PROBLEM: Could you continue the article on pharma price controls and drug launches from the point where it stops?

Pharma Price Control Has Stunted Innovation, Study Finds
Wednesday, July 15, 2015
Consumers may be happy at a cut in medicine bills but the government’s price control measures have forced many brands out of the “unviable” pharmaceutical market, resulting in a drastic slowdown in new launches in the last five years.
From an average of four new drugs being launched in any specific category in 2011, the number has dropped to a mere one in 2014-15, implying a 75% decline in new launches, according to estimates by IMS Health — a leading healthcare market research agency.
Not just that, data collected since 2013, when the new pharmaceutical pricing policy came into place, show a sharp decline in consumption of price-controlled medicines. That’s because of a growing push for alternative options outside price control.

DATA RECORDS:

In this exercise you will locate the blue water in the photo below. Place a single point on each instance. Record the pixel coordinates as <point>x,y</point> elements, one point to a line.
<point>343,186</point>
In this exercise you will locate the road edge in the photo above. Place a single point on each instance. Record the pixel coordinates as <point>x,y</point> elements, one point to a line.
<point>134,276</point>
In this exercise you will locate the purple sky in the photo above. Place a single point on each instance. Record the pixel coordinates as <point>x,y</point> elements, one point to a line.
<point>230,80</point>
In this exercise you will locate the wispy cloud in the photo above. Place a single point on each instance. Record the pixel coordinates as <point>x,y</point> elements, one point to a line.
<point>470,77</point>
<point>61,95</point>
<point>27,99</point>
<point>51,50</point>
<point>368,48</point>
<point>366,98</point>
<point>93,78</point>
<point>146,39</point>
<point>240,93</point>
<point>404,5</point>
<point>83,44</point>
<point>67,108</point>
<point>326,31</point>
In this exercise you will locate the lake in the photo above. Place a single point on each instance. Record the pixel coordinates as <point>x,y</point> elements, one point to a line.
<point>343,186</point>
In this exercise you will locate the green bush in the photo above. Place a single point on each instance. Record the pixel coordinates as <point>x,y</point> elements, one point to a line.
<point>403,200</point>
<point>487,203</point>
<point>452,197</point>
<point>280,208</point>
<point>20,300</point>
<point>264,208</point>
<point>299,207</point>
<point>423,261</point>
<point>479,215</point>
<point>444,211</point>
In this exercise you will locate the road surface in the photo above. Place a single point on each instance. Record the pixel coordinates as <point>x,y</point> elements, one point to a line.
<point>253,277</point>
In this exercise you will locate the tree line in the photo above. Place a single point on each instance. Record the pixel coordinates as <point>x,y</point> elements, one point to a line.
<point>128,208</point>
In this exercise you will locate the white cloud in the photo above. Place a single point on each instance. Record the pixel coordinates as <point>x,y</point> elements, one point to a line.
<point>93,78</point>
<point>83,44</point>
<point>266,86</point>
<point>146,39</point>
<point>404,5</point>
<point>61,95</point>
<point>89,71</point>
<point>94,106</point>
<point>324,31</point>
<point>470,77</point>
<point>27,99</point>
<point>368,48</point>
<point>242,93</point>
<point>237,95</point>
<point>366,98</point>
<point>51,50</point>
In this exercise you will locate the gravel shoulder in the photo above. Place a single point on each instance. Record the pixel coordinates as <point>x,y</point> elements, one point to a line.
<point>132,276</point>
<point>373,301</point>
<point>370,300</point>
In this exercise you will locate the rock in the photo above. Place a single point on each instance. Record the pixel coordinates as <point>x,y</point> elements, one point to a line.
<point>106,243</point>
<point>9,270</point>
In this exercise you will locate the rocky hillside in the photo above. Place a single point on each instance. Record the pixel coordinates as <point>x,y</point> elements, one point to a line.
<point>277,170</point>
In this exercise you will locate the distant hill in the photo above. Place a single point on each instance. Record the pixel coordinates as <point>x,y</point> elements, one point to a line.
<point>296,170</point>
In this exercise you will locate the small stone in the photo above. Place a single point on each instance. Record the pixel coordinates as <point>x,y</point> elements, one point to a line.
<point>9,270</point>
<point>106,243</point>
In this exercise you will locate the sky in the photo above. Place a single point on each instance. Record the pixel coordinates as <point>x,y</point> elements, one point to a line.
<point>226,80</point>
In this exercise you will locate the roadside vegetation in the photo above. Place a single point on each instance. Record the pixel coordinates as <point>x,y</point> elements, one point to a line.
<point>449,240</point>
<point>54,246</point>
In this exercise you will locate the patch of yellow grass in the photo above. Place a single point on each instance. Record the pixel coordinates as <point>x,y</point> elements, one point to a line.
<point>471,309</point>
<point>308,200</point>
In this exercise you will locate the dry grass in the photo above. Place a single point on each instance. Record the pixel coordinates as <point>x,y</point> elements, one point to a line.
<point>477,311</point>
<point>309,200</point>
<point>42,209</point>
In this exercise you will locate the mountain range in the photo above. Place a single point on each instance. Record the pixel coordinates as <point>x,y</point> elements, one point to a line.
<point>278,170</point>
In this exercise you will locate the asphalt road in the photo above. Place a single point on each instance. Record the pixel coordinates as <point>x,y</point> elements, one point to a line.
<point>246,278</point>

ANSWER TO THE PROBLEM:
With lower margins in price-controlled medicines, there is also less incentive to reach out to rural markets. “For low-income households that are reliant on the government system for healthcare, DPCO (Drugs Price Control Order) would not improve the patient’s ability to purchase drugs. This is supported by the fact that no significant penetration of price-controlled molecules in rural markets is visible…,” says a latest report ’Assessing the Impact of Price Control Measures on Access to Medicines in India’ by IMS Health.
According to the report, consumption of price-controlled medicines in rural areas dropped by 7% in past two years, whereas sales of other medicines increased by 5%. It says even in Tier-II and III cities or in places outside metros, such medicines have witnessed a muted growth.